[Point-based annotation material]
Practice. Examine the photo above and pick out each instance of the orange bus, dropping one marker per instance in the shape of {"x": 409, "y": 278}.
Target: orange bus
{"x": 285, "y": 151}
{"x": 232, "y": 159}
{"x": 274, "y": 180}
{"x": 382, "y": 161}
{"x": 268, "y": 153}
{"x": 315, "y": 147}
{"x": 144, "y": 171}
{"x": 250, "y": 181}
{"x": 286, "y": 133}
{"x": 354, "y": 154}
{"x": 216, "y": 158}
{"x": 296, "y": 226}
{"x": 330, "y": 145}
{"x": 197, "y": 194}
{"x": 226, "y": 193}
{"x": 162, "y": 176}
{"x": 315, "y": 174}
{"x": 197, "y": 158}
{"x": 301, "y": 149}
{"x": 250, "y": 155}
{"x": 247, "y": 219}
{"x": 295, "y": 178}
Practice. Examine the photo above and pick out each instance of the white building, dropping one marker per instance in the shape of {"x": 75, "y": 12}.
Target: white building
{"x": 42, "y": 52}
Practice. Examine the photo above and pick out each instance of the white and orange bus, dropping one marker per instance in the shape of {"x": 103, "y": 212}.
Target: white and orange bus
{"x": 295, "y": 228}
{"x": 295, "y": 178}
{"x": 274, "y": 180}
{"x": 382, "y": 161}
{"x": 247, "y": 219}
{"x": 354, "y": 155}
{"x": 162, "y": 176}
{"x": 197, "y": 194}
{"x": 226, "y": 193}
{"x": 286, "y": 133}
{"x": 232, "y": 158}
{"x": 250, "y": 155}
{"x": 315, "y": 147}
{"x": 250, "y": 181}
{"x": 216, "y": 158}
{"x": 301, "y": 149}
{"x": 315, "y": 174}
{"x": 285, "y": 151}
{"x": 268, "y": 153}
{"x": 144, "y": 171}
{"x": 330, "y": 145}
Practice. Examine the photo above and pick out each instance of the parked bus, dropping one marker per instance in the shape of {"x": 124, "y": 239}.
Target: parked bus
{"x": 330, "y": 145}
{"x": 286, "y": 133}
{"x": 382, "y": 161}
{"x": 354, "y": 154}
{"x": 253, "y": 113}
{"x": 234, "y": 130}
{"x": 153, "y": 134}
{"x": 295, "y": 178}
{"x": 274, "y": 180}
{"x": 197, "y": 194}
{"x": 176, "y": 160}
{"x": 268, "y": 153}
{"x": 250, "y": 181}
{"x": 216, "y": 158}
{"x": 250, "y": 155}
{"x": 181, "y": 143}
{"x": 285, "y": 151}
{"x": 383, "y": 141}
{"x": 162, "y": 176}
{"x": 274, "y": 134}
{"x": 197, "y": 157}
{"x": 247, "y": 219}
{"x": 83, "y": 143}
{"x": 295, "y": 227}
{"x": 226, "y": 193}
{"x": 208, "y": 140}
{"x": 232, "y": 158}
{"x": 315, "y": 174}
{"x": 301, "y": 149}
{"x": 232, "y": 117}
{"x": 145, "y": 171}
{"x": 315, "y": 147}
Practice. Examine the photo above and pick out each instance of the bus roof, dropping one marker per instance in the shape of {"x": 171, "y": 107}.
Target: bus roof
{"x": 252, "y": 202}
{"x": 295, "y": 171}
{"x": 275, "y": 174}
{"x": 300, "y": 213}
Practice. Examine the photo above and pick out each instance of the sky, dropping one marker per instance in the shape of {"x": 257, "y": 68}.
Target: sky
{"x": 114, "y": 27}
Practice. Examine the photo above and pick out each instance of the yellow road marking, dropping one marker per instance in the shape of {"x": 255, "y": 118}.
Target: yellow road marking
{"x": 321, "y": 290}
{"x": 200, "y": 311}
...
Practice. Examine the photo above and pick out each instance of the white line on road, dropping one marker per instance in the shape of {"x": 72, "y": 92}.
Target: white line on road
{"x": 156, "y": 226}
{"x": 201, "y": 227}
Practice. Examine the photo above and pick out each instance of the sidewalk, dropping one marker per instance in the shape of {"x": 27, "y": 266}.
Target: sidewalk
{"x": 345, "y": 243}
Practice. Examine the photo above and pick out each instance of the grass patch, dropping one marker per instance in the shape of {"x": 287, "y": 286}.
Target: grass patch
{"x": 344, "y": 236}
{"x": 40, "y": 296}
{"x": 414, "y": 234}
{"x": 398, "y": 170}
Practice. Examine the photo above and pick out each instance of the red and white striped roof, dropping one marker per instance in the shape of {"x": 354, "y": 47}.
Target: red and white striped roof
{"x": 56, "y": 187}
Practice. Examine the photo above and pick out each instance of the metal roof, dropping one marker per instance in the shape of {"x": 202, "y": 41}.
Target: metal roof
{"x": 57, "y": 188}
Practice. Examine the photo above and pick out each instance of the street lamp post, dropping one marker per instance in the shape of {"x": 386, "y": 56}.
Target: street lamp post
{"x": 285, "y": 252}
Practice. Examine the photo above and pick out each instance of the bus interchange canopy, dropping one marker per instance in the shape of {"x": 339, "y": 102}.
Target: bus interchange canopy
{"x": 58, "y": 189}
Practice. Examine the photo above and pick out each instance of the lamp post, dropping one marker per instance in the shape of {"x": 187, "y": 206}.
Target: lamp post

Exercise objective — Please put the lines of the material above into a numbered list, from the line containing "the red and" through the line containing "Target: lamp post", both included. Leave out any blank lines.

Solution to the problem —
1. Practice. Examine the photo above and pick out each instance of the red and white striped roof, dropping one marker per instance in the shape of {"x": 354, "y": 47}.
2. Target: red and white striped roof
3. {"x": 56, "y": 187}
4. Practice. Examine the photo above and pick out each instance of the metal roof, dropping one marker per instance in the shape of {"x": 202, "y": 41}.
5. Target: metal roof
6. {"x": 57, "y": 188}
7. Practice. Examine the photo above and pick out each instance of the street lamp post, dropping one marker per instance in the shape of {"x": 386, "y": 56}.
8. Target: street lamp post
9. {"x": 285, "y": 252}
10. Practice. Examine the photo above and pick out each instance of the bus interchange canopy, dropping one marker per instance in the shape of {"x": 339, "y": 102}.
11. Target: bus interchange canopy
12. {"x": 58, "y": 189}
13. Practice. Examine the photo above and pick out each instance of the lamp post, dropping one marker per instance in the shape of {"x": 187, "y": 206}.
14. Target: lamp post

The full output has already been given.